Description of the task
Copy out each of the records below line for line, with no change to any word, number, or mark of punctuation.

Source records

******************************

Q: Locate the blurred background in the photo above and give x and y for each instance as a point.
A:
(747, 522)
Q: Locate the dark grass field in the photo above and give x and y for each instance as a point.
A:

******************************

Written solution
Q: Locate the blurred background in the photo above and give x and y for each instance as a point.
A:
(747, 522)
Q: Locate the dark grass field in the photo above and give x and y for each instance as a point.
A:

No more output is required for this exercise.